**WHAT IS REQUIRED**. Change "dense green forest" to "thick pine forest" in the part that opens with the line containing "Please put a marker on the dense" and closes with the last line, and give only that part, with everything else unchanged.
####
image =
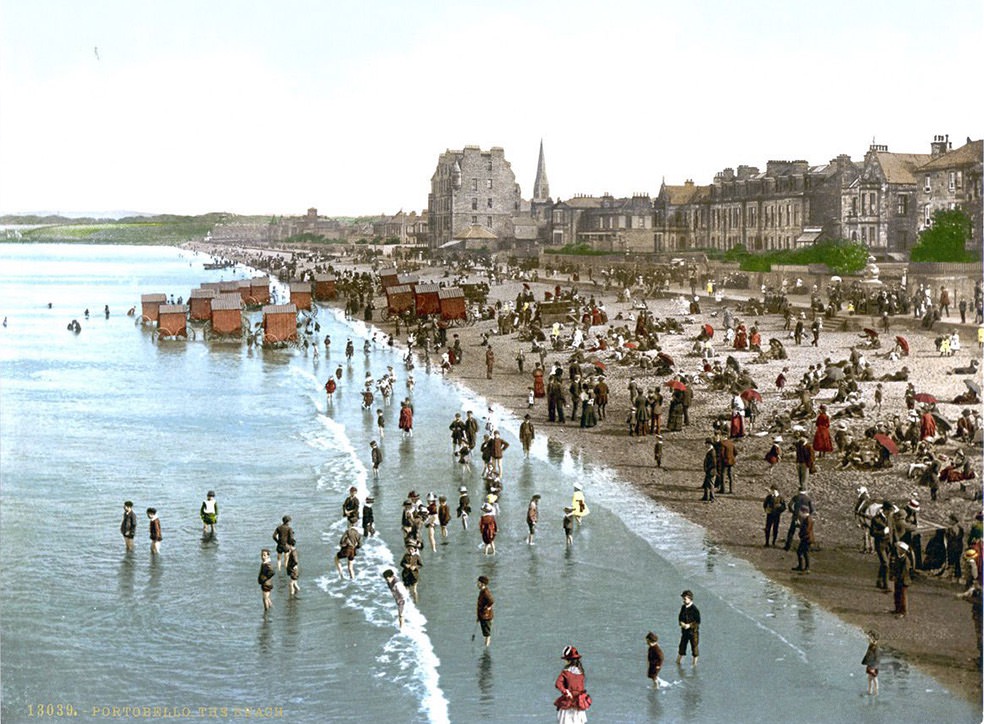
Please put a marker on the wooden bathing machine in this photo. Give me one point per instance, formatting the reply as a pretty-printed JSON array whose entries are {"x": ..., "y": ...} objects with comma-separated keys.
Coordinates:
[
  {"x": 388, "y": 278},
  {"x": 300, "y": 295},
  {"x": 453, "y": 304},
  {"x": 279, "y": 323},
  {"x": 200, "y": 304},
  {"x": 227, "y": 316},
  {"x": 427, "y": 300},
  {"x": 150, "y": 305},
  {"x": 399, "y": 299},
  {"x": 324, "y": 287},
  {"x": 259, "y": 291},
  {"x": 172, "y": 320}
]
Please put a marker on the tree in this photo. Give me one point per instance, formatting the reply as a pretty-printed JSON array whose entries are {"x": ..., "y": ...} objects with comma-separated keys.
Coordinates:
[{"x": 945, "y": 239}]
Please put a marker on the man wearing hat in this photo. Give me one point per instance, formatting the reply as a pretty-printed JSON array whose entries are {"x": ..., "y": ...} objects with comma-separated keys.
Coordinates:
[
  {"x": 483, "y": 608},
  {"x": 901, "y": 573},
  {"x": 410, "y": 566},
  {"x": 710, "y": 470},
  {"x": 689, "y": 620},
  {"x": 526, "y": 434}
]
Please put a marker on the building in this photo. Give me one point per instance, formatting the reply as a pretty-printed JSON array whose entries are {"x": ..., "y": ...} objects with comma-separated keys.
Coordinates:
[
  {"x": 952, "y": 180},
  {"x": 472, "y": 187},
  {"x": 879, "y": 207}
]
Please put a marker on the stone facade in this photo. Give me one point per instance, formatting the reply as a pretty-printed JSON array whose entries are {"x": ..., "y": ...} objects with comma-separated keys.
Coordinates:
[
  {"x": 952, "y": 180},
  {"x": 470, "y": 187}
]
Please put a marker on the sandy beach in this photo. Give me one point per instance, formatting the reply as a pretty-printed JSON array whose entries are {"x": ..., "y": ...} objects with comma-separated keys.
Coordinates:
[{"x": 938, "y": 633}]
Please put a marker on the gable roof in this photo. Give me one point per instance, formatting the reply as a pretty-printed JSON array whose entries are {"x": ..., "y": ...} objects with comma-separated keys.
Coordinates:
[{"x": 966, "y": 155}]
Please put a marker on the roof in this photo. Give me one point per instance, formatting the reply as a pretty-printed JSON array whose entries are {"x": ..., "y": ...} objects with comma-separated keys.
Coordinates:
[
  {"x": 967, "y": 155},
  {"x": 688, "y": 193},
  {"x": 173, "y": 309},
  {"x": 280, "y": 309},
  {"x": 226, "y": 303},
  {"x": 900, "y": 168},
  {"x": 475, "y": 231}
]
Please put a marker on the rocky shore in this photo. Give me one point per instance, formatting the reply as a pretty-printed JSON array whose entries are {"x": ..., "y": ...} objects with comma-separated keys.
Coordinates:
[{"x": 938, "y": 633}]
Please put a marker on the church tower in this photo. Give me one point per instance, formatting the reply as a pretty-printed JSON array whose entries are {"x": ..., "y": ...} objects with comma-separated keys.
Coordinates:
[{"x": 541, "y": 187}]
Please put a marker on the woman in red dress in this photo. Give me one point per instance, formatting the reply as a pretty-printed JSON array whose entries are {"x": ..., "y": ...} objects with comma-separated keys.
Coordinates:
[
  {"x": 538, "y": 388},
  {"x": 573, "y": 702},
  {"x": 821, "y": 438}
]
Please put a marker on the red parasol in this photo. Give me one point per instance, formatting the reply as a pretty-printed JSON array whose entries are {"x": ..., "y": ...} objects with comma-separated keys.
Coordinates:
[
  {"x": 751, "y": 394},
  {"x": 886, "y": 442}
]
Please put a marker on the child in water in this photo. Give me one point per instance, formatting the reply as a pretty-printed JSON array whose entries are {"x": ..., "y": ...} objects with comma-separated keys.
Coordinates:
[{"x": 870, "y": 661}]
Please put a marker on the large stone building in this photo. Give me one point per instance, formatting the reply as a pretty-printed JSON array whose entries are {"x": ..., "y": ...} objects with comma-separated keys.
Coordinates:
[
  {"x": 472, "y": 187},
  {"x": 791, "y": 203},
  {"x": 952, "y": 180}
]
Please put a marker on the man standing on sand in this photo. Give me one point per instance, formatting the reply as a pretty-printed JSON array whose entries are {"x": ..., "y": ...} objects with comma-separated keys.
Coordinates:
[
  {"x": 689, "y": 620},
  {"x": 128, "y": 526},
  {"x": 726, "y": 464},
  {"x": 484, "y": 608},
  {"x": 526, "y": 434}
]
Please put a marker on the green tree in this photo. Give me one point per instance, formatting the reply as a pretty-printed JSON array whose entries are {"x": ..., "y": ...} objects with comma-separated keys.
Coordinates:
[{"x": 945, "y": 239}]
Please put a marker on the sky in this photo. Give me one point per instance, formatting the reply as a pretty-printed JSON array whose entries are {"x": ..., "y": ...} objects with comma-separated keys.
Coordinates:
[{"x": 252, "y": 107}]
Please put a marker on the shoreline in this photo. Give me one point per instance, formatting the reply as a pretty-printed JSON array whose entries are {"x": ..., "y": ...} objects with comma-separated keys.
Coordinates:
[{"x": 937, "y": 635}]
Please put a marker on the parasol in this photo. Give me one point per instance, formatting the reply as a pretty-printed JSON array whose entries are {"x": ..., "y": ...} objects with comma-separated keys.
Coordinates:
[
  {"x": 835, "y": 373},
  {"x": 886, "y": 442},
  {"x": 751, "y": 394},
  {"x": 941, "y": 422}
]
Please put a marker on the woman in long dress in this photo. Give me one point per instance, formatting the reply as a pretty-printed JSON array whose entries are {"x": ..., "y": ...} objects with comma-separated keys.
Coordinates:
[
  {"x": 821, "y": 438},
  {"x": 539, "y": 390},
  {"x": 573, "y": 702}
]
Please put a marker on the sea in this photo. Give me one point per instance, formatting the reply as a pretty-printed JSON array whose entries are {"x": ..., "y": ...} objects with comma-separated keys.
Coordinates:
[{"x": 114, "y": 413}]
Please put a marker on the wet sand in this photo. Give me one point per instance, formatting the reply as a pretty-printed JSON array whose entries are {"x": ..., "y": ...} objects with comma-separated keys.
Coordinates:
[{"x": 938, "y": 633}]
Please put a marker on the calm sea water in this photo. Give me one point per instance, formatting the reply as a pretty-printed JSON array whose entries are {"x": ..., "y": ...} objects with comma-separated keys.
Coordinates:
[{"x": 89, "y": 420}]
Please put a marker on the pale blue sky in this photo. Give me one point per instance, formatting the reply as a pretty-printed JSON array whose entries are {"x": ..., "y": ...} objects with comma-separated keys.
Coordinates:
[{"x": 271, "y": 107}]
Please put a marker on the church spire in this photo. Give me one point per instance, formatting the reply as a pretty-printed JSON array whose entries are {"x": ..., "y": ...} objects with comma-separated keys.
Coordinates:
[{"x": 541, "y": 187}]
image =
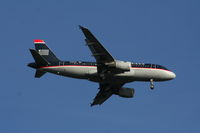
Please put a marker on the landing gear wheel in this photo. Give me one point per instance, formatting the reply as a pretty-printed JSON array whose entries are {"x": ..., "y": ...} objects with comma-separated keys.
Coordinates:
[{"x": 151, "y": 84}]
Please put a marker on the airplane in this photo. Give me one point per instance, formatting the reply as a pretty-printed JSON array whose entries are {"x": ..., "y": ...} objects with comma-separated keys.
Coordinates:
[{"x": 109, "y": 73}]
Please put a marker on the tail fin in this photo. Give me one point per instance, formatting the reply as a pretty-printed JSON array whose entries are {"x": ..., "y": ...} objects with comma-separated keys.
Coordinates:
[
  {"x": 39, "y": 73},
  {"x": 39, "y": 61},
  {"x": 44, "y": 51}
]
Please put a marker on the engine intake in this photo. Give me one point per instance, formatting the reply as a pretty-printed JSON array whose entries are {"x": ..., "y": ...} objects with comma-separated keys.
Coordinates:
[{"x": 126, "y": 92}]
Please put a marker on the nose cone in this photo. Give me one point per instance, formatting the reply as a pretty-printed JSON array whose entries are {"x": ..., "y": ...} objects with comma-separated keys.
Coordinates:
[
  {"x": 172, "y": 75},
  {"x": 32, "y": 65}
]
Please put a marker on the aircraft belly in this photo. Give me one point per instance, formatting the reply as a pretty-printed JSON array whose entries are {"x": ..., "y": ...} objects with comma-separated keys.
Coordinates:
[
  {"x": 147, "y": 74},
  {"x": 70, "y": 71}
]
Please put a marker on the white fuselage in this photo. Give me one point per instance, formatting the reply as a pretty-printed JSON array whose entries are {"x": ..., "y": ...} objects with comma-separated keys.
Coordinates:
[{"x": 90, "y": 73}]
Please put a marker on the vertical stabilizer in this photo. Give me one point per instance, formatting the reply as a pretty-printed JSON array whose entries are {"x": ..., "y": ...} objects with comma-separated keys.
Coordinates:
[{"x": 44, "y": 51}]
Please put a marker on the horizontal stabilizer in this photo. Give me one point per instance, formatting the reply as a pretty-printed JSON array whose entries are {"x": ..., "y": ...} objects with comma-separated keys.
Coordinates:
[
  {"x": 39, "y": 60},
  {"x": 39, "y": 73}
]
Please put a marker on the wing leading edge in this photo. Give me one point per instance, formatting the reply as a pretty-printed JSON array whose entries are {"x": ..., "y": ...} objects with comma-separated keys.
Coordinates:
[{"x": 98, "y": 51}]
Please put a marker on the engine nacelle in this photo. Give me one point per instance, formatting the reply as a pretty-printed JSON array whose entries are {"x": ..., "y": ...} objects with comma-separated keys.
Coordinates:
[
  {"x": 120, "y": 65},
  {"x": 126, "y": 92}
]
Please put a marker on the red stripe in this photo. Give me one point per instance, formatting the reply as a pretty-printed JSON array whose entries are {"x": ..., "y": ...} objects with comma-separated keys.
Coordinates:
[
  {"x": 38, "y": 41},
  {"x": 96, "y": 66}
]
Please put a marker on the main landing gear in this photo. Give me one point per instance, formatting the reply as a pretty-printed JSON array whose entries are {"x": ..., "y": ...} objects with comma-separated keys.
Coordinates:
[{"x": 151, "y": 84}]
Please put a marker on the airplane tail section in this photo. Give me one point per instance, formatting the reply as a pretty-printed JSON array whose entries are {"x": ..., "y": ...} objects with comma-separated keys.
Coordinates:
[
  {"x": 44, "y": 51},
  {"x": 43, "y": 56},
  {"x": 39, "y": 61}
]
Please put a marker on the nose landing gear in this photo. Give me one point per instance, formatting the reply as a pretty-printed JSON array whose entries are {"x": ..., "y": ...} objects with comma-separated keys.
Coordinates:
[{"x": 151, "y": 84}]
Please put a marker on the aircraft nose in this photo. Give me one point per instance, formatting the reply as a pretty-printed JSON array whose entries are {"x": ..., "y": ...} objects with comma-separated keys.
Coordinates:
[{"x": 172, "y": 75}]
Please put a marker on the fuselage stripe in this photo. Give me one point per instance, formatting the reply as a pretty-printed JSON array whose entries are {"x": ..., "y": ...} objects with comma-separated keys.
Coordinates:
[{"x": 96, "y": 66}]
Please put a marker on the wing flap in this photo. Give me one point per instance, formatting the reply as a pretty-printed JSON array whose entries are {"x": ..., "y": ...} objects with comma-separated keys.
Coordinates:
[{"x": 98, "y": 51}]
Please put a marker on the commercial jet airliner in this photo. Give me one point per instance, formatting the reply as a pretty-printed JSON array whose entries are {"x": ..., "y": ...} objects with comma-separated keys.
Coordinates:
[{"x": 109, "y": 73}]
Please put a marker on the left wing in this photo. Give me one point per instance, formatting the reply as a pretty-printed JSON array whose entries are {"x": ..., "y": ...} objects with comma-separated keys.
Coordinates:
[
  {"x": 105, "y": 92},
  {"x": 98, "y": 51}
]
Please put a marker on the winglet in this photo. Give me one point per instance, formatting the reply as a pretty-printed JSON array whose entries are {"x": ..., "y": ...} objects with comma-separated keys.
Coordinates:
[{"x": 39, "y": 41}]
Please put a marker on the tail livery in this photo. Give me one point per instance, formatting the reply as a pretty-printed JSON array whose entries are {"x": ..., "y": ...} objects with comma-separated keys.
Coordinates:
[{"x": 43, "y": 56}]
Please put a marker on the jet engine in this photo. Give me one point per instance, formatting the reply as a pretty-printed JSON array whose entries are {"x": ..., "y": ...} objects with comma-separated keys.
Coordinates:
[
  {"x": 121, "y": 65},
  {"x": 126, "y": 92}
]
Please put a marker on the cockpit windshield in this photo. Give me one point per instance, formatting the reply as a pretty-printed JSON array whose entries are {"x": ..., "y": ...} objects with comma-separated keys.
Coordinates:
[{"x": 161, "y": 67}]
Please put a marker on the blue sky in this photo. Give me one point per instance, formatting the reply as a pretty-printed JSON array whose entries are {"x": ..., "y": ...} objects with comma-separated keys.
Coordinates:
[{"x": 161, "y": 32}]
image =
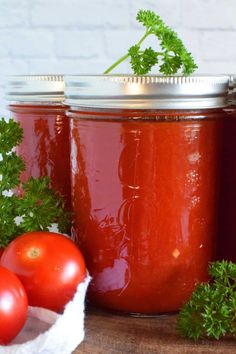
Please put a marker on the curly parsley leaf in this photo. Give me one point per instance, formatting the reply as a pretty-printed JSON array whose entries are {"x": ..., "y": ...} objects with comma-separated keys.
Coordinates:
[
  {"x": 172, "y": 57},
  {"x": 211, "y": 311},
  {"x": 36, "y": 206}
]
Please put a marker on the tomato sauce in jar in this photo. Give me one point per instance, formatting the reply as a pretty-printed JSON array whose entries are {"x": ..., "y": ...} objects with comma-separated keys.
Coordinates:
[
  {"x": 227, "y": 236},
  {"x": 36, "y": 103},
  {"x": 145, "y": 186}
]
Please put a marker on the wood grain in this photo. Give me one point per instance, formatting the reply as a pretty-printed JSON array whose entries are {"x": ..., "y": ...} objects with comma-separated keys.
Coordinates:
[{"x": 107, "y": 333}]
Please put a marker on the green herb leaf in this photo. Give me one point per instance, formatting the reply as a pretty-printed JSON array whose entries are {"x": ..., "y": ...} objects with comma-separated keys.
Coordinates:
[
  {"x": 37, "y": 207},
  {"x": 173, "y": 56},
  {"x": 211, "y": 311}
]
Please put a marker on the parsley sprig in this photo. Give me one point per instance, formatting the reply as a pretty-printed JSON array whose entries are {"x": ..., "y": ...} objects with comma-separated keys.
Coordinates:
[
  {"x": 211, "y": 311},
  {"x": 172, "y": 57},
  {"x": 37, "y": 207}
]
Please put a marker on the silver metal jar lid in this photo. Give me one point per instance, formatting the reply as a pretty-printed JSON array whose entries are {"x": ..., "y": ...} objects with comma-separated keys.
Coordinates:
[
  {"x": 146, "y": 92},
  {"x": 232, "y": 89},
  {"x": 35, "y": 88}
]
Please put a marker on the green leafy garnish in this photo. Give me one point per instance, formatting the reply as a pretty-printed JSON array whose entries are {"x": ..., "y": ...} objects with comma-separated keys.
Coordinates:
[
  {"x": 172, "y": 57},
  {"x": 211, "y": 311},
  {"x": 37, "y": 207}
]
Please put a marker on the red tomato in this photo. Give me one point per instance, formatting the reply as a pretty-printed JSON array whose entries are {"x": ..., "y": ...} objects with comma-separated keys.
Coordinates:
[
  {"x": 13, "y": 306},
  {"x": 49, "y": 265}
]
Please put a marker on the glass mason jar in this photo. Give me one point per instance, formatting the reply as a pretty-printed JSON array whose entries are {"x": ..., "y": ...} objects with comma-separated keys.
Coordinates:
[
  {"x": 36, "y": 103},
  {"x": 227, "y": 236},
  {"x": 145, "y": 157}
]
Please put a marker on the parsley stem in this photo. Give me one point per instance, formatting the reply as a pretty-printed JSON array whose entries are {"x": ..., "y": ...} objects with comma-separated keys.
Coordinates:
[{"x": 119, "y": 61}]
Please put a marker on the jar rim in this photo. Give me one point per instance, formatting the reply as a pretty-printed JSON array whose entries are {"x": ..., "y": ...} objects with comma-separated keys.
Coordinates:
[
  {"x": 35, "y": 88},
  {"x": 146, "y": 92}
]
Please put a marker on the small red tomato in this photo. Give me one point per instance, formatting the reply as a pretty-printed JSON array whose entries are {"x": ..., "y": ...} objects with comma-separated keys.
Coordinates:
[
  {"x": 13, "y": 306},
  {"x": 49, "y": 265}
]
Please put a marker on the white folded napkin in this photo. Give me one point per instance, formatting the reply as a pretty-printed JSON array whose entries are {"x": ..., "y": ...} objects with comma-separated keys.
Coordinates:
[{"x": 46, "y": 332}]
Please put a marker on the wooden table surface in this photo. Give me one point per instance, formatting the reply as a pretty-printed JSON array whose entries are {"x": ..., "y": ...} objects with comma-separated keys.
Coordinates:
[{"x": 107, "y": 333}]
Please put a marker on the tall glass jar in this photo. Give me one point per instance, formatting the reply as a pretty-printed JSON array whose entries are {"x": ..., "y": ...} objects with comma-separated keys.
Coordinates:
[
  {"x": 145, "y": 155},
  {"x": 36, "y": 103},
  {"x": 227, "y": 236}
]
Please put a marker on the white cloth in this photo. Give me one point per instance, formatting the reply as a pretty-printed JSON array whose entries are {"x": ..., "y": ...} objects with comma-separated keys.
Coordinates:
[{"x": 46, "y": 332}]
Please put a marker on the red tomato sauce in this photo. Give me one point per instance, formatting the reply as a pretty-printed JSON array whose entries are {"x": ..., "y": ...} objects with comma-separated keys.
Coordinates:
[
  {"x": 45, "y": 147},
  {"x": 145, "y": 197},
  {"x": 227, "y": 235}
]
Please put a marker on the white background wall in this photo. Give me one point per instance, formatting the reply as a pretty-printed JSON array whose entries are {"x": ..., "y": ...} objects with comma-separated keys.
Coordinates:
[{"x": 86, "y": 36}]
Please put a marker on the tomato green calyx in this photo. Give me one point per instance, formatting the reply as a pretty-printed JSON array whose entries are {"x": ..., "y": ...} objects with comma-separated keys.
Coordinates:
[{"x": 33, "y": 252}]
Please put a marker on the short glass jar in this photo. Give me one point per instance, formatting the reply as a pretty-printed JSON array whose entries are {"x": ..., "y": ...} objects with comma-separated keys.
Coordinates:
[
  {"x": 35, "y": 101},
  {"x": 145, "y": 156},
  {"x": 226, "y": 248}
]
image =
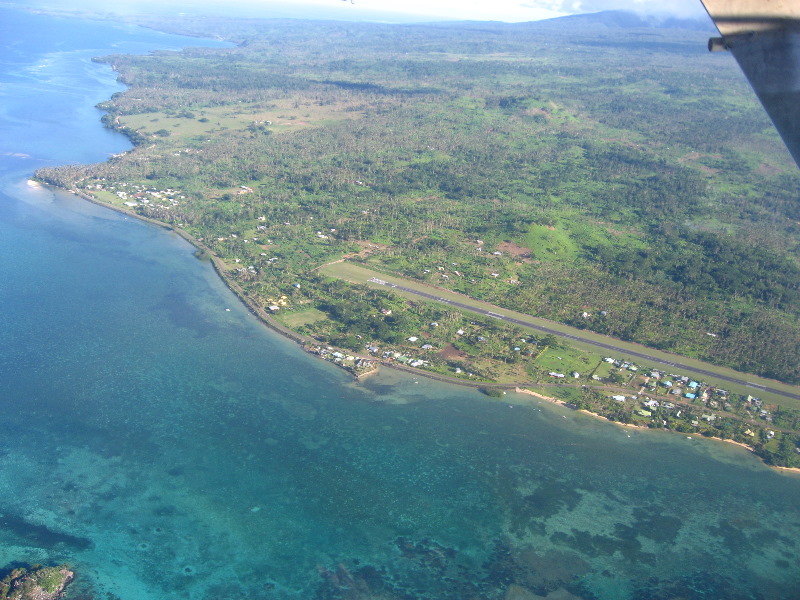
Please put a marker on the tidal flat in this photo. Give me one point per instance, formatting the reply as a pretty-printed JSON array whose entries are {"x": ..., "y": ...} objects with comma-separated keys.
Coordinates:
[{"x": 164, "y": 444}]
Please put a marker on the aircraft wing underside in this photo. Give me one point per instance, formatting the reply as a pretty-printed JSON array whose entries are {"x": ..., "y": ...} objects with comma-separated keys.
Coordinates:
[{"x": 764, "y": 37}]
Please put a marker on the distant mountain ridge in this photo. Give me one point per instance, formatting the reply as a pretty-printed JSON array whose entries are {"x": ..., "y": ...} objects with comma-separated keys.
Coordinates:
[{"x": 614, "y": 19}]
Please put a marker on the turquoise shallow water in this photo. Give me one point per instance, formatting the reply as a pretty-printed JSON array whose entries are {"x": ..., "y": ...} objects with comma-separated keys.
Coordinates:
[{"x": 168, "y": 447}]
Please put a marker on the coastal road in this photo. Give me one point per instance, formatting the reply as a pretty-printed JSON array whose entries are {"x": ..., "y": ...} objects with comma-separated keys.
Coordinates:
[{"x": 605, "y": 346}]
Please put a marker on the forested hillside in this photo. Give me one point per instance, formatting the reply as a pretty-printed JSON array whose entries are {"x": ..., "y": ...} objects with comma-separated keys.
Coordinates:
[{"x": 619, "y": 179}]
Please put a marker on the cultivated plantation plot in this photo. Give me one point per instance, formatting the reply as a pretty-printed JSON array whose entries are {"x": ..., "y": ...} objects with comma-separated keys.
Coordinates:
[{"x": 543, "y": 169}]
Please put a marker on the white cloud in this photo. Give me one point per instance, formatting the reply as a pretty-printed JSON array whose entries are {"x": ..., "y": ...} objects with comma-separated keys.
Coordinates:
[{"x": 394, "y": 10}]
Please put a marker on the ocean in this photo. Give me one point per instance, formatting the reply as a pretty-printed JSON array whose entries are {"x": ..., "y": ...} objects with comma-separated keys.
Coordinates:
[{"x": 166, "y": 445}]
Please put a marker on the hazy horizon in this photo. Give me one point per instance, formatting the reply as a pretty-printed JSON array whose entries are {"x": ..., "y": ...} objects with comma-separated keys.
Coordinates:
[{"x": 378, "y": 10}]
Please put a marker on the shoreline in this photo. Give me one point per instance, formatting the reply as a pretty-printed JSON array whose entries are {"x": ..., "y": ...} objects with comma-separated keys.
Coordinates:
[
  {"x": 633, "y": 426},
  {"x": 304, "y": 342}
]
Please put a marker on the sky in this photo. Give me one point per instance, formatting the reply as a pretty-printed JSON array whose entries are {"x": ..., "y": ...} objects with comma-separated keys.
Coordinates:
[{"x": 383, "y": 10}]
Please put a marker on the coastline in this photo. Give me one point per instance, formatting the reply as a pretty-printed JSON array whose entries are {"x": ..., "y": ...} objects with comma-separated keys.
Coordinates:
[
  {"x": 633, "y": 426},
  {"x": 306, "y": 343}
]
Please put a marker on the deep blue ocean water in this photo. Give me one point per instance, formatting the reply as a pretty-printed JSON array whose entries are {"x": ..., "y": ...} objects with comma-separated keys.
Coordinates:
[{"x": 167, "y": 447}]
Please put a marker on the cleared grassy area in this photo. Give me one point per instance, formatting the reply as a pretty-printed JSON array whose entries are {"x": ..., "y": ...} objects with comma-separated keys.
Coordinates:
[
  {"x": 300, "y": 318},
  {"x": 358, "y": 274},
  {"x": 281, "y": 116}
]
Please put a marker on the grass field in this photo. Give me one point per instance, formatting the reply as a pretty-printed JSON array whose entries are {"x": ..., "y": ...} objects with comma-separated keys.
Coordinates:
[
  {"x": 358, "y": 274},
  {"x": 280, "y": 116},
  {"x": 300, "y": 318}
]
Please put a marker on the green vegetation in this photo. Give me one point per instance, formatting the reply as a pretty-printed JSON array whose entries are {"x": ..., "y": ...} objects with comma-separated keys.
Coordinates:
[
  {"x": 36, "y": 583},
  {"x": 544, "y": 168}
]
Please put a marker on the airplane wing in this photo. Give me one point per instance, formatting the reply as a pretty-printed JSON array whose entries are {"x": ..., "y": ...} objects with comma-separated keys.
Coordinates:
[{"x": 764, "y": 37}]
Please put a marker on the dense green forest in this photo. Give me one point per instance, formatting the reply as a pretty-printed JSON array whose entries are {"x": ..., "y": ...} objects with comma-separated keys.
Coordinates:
####
**RESPONSE**.
Please put a marker on the thick pine forest in this photo. Give me one point per instance, formatting the reply as a pretty-printed JSON array whose entries are {"x": ..., "y": ...} objects with comma-separated keys.
Coordinates:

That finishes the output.